> [Исходный отрывок]:
==================================================
Скромная квартира с тремя — и только тремя — дорогими и ценными вещами, хранившими память о прошлой жизни Атоса, когда он был еще графом. Такой подход порой просматривается в некоторых жилищах: остатки былой роскоши в узких современных стенах.

Жилье Портоса было под стать его натуре: всегда и во всем он хотел пустить пыль в глаза.

«Портос занимал большую и на вид роскошную квартиру на улице Старой Голубятни. Каждый раз, проходя с кем-нибудь из приятелей мимо своих окон, у одного из которых всегда стоял Мушкетон в парадной ливрее, Портос поднимал голову и, указывая рукой вверх, говорил: «Вот моя обитель». Но застать его дома никогда не удавалось, никогда и никого он не приглашал подняться с ним наверх, и никто не мог составить себе представление, какие действительные богатства кроются за этой роскошной внешностью».

Концепция внешнего блеска и роскоши, которая скрывает что-то, никому не ведомое, быть может, нищету. Весьма мудрое решение (при условии, что вы не принимаете гостей).

Скрытный и хитрый Арамис «жил в маленькой квартирке, состоявшей из гостиной, столовой и спальни. Спальня, как и все остальные комнаты, расположенная в первом этаже, выходила окном в маленький тенистый и свежий садик, густая зелень которого делала его недоступным для любопытных глаз».

Здесь упор делается на нечто, что находится за пределами дома, откуда можно незаметно выскользнуть. Остроумнейший вариант; мысли об этом садике сильно занимают меня и однажды едва не дотянули до полноценного проекта.
==================================================
> [Цель A]:
Переведите на английский язык это предложение из исходного отрывка: «Жилье Портоса было под стать его натуре: всегда и во всем он хотел пустить пыль в глаза.»
==================================================
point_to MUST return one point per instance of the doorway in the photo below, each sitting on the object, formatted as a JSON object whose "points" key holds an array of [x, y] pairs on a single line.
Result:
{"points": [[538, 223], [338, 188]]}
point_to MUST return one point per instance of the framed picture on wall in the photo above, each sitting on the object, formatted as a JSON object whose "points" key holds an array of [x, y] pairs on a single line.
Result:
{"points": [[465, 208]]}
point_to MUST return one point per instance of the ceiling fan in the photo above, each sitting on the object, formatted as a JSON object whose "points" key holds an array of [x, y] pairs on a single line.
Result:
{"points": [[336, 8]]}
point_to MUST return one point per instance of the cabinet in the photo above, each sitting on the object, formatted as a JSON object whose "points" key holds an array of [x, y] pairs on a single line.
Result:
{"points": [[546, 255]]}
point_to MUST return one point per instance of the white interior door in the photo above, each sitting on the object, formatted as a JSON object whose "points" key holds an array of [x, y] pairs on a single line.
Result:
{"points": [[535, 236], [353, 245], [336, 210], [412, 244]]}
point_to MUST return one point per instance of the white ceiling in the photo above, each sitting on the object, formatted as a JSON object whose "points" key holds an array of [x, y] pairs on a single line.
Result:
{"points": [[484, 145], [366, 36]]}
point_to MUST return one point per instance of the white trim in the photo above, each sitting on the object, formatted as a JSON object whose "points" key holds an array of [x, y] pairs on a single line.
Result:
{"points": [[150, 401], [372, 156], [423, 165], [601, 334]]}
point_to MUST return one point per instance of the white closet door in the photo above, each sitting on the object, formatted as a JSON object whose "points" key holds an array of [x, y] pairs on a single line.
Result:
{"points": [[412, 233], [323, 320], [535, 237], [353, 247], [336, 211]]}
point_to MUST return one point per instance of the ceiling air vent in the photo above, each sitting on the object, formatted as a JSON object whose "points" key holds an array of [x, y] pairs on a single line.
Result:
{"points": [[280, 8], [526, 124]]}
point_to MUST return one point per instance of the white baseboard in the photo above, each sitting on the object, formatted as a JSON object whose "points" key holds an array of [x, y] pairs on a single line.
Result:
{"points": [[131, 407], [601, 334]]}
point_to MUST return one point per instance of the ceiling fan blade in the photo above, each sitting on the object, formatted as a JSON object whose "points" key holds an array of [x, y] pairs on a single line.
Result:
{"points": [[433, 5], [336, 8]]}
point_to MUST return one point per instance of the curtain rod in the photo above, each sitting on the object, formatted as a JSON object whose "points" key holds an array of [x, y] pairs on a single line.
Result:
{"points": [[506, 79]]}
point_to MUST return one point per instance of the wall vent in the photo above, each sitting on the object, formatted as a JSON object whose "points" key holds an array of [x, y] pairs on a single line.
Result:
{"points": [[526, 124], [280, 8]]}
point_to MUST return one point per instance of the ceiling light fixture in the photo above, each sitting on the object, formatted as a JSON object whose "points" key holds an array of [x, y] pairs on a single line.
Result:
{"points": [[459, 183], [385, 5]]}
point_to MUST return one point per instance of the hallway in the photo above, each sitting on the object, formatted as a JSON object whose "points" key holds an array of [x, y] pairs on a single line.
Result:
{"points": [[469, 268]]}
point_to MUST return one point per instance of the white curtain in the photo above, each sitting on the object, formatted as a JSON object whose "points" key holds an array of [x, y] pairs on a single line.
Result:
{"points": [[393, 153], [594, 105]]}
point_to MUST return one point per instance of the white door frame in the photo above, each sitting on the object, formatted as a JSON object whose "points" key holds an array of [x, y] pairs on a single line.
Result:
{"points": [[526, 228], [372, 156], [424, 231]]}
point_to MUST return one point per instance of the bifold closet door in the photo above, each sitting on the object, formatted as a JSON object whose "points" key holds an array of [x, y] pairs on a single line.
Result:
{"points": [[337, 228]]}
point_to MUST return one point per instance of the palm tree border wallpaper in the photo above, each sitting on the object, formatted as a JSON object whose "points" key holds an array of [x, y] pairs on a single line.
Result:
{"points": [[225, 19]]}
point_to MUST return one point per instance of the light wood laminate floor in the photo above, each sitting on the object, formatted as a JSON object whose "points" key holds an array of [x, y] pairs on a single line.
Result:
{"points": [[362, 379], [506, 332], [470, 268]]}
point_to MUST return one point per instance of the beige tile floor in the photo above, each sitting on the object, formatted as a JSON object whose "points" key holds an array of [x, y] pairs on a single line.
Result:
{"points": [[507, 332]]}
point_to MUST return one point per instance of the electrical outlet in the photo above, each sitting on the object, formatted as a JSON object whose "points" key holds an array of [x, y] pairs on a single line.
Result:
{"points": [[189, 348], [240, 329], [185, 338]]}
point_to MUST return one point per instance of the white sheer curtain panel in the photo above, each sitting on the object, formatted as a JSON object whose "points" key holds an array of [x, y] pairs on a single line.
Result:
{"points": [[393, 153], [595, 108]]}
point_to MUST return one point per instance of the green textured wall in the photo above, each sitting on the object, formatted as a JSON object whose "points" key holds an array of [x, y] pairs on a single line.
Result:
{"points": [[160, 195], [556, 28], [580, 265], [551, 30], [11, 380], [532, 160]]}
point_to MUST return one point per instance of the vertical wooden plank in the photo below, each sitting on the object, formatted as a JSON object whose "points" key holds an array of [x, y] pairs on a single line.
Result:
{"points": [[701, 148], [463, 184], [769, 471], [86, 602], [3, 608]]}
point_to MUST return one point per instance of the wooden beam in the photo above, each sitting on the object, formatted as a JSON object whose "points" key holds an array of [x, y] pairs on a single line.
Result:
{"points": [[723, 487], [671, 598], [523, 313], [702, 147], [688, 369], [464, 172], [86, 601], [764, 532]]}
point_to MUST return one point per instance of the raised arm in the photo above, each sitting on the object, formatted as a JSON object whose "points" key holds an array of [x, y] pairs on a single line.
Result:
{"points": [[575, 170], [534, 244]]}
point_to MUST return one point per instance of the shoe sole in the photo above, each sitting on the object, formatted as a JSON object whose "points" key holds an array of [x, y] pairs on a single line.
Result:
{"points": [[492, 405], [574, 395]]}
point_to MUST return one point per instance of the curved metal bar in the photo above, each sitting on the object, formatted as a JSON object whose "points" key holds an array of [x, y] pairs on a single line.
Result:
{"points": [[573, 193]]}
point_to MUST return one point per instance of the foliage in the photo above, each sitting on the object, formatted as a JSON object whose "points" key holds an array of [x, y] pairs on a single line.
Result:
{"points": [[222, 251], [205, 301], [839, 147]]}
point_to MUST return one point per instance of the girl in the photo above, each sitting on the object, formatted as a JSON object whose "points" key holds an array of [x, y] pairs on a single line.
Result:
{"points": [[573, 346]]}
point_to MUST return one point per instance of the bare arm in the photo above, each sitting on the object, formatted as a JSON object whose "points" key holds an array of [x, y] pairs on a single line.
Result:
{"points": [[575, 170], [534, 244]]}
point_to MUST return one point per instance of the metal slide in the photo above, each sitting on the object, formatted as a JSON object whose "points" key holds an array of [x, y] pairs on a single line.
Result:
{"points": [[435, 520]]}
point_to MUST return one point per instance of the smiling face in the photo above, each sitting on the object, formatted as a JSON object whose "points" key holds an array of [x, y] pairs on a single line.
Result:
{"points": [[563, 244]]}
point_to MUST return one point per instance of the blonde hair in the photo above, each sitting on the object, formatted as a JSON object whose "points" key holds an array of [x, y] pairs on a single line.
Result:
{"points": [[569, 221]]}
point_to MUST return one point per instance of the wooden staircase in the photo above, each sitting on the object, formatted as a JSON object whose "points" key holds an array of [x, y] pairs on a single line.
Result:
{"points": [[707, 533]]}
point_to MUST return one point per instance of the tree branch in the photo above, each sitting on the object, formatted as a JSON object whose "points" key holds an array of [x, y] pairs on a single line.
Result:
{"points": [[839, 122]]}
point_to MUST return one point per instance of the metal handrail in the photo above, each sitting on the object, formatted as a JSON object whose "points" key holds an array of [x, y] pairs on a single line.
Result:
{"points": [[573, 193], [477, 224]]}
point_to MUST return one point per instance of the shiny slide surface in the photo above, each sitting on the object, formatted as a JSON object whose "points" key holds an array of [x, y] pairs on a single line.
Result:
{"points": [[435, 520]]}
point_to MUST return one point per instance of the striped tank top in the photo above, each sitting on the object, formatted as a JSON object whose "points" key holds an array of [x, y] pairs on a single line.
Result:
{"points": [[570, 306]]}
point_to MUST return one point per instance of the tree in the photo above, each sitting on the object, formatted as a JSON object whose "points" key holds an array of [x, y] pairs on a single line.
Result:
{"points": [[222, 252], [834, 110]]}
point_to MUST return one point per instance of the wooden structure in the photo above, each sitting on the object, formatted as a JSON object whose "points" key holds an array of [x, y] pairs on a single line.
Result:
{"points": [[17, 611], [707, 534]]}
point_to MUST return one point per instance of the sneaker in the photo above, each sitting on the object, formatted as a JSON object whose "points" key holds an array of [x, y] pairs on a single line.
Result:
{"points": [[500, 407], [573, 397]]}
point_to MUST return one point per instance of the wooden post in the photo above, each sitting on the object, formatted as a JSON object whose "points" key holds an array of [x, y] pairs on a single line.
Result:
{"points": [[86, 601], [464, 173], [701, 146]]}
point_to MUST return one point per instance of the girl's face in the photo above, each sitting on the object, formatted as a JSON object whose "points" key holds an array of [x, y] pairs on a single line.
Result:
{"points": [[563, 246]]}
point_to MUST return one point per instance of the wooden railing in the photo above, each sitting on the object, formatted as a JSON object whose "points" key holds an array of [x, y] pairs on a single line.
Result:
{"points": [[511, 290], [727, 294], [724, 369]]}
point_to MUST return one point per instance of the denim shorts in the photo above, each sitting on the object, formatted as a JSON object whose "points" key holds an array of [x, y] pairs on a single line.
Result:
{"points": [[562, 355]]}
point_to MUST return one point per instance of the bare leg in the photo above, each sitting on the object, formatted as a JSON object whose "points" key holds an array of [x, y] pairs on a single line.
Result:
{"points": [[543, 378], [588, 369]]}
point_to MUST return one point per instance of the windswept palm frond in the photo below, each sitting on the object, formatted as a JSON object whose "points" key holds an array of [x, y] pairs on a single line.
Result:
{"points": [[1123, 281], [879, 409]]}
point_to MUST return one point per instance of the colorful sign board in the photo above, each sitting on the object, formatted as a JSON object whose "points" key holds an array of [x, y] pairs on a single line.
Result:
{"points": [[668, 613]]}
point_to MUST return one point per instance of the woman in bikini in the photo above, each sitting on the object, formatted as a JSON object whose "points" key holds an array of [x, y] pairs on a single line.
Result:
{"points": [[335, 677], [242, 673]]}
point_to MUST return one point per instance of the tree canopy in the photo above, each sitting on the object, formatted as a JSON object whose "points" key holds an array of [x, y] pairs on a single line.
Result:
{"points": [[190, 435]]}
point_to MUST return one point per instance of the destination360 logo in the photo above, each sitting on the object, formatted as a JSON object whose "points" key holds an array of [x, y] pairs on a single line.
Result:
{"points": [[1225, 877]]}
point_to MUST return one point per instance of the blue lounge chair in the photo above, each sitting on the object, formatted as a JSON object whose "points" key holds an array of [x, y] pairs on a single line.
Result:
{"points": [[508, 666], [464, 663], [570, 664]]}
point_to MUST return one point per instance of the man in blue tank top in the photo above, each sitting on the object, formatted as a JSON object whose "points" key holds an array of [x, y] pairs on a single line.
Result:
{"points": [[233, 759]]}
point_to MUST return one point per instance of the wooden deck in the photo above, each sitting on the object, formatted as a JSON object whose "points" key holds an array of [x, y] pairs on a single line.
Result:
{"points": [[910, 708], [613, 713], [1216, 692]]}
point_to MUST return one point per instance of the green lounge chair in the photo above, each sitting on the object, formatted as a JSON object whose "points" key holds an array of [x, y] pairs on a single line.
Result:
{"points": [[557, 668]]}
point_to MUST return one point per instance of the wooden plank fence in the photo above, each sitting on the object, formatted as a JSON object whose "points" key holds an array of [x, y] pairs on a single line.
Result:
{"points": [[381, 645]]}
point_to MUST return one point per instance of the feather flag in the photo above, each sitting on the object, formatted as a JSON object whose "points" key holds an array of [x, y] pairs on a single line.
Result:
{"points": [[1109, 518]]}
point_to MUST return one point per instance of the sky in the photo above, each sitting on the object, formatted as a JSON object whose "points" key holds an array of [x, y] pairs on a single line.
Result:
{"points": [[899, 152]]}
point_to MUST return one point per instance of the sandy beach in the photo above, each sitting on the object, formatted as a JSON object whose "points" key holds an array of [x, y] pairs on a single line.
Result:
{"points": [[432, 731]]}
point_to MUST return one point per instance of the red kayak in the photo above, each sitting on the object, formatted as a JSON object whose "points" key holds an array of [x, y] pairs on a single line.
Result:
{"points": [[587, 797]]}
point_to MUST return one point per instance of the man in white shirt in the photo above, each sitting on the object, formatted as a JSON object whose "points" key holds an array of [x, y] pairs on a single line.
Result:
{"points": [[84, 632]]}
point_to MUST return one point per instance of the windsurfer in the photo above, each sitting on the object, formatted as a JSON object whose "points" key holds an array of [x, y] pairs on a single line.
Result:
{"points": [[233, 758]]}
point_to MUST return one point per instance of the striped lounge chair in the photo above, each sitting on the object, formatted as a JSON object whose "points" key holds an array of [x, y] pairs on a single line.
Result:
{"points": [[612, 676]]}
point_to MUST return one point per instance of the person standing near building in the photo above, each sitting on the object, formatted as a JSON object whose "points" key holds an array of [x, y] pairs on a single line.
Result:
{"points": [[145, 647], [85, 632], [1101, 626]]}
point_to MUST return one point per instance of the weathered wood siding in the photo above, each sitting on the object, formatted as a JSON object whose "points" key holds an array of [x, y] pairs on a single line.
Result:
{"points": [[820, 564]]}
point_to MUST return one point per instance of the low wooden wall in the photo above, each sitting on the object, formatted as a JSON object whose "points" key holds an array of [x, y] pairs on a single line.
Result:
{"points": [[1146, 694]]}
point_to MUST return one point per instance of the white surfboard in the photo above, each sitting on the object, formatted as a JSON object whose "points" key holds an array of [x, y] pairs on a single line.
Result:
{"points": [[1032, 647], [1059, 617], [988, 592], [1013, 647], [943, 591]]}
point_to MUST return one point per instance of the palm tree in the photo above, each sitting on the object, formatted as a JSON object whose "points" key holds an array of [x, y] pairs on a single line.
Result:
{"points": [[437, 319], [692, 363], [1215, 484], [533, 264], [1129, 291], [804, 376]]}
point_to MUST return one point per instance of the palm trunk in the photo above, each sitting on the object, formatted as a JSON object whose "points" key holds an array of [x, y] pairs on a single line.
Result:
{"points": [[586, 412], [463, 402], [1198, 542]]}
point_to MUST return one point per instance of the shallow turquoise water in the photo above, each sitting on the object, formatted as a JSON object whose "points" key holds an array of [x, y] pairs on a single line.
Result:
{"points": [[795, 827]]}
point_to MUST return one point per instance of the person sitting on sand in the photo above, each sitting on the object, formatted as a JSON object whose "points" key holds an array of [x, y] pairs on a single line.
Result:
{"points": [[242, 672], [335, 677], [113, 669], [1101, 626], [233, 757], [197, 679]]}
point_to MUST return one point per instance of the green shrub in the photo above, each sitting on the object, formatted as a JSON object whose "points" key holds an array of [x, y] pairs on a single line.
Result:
==================================================
> [Цель B]:
Подсчитайте, сколько строк выше содержат слово «chair», с учетом регистра. В ответе укажите только число.

> [Письменный ответ A]:
Porthos's home suited his character: always and in everything, he wanted to put on a show.

> [Письменный ответ B]:
3